[Natural-language object grounding data]
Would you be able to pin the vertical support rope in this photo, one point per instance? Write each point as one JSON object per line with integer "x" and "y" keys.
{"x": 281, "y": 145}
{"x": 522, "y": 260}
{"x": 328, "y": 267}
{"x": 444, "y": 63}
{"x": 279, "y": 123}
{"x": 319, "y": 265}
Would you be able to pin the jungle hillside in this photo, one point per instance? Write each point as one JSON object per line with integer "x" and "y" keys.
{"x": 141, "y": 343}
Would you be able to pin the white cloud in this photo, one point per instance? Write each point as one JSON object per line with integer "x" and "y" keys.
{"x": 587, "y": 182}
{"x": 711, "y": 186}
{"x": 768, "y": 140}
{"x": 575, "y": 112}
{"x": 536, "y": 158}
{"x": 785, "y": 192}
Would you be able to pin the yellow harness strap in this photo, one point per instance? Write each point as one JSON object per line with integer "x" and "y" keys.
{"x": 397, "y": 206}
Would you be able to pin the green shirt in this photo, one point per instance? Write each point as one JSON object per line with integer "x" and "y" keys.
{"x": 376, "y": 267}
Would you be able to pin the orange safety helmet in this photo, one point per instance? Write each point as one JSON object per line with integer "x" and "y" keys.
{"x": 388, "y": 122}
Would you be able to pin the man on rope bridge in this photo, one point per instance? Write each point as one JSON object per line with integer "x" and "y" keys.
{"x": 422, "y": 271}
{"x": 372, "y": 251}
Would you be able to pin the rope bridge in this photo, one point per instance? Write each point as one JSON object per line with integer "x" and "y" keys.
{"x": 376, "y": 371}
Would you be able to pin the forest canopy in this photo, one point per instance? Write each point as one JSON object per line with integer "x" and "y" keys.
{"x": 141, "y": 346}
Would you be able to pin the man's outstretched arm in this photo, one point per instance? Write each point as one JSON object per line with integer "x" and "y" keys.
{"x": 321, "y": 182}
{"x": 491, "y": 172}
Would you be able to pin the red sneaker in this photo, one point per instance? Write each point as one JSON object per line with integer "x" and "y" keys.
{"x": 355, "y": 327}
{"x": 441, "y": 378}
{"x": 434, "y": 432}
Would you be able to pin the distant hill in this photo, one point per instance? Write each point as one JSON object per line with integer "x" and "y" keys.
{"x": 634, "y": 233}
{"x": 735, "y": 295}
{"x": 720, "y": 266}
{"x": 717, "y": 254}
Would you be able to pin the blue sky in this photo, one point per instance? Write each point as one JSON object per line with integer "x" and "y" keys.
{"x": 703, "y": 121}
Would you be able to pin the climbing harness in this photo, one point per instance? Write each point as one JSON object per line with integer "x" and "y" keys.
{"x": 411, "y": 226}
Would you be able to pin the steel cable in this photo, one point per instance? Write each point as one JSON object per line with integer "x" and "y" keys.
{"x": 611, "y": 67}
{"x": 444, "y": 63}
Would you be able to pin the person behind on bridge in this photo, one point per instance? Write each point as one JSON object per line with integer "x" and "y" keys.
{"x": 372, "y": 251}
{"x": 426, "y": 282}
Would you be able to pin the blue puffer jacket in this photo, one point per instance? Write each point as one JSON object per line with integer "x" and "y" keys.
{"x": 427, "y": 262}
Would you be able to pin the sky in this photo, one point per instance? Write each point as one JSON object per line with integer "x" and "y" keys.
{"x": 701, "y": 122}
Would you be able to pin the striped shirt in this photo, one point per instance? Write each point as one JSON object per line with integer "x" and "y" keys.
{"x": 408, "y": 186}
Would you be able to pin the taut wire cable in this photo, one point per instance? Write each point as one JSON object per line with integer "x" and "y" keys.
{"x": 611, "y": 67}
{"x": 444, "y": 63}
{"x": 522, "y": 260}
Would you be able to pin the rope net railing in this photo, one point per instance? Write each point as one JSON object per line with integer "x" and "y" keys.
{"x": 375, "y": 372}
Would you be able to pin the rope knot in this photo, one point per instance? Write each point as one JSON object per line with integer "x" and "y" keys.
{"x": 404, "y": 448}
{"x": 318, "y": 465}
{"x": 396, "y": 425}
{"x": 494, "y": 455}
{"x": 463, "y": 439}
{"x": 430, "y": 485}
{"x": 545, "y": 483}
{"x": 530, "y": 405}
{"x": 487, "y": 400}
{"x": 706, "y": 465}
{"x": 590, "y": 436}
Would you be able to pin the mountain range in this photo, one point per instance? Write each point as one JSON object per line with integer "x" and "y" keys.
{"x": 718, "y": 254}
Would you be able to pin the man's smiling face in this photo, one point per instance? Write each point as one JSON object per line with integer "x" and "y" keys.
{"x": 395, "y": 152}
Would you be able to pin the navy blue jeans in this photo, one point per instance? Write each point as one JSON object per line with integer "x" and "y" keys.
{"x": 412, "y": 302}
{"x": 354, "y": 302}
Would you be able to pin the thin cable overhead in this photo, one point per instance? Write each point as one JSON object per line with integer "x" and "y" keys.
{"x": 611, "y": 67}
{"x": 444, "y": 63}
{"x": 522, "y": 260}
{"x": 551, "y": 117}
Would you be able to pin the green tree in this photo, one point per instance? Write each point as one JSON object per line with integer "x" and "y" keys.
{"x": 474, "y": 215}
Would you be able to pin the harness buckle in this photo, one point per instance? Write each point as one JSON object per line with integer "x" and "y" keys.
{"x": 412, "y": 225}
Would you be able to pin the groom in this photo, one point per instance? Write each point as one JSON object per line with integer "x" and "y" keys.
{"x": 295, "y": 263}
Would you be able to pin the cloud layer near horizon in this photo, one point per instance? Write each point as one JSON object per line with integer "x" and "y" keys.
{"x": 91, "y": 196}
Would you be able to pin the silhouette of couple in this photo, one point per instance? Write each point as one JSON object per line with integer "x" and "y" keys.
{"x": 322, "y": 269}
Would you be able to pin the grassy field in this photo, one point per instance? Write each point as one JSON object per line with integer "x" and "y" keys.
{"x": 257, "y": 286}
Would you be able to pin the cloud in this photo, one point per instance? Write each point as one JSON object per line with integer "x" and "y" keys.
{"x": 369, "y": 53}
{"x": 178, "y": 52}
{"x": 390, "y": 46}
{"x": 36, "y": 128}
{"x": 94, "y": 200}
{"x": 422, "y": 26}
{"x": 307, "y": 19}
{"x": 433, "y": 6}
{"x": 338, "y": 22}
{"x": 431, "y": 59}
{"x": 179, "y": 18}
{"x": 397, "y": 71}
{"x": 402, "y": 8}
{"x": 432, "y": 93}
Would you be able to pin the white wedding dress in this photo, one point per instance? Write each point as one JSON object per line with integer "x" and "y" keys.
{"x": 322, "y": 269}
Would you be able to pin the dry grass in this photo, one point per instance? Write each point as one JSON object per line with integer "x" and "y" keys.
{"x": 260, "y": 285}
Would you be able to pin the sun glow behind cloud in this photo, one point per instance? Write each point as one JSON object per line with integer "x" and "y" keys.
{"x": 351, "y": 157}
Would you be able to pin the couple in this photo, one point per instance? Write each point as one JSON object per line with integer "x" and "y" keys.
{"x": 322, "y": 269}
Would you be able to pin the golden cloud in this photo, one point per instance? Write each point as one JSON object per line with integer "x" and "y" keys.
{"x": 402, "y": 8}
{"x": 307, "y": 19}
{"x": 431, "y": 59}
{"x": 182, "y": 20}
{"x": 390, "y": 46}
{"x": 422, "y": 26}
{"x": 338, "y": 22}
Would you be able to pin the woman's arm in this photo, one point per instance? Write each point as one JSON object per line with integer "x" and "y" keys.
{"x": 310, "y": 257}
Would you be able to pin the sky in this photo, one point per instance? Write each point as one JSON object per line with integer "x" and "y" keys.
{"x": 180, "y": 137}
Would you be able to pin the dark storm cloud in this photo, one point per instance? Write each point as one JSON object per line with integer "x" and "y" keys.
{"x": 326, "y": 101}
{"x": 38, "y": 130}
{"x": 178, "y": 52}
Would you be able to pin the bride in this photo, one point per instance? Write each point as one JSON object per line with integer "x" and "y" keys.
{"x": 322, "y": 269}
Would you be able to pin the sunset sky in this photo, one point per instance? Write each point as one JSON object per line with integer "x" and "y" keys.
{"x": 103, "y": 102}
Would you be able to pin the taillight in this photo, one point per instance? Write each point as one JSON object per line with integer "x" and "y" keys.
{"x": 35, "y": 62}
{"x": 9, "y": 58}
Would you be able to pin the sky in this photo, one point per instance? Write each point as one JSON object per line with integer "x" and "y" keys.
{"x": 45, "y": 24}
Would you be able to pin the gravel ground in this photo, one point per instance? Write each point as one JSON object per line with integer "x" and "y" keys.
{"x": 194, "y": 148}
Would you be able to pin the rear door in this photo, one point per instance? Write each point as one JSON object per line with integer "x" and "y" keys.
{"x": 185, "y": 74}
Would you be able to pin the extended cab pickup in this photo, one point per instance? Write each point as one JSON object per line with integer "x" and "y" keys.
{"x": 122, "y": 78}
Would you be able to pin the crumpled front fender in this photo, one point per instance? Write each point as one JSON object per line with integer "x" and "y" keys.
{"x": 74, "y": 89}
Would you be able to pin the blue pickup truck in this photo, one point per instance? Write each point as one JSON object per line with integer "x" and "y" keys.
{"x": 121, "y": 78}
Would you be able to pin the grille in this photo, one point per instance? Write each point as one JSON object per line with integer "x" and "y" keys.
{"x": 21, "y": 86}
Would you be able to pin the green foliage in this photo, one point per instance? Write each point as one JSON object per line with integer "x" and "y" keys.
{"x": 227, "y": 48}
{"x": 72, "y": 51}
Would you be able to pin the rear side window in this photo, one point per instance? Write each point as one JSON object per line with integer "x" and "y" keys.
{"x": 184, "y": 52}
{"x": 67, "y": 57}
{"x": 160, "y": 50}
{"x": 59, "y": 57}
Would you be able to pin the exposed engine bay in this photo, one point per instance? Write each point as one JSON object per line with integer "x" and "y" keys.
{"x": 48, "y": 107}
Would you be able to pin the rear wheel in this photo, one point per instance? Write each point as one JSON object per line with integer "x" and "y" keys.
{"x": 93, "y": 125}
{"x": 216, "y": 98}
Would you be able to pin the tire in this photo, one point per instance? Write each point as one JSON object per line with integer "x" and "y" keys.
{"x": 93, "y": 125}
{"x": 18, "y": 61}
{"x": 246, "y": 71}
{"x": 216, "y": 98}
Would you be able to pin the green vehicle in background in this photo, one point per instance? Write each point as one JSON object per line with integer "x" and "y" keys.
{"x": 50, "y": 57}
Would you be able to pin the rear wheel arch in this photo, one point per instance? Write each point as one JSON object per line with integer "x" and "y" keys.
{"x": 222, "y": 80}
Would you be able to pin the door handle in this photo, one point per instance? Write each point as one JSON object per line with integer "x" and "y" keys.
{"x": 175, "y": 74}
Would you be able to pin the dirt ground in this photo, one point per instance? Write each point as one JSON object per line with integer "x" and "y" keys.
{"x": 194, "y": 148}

• **Description of the task**: Transcribe exactly, and only, the lines from the one bearing "Would you be able to pin the green vehicle" through the last line of the entries, counting both.

• **Answer below**:
Would you be able to pin the green vehicle in background in this photo, one point per instance? Write each point as one JSON object per line with integer "x" and "y" keys.
{"x": 50, "y": 57}
Would you be able to pin the rear wheel arch in this photo, one point per instance? Write each point as one JSON object per line with integer "x" and "y" keys.
{"x": 222, "y": 80}
Would you be able to pin the door handle in this photo, one point per instance? Write each point as one JSON object per line with integer "x" and "y" keys.
{"x": 175, "y": 74}
Would you be able to pin the dirt ground in this photo, one point per instance? Write each point as one JSON object per line with integer "x" and "y" keys.
{"x": 194, "y": 148}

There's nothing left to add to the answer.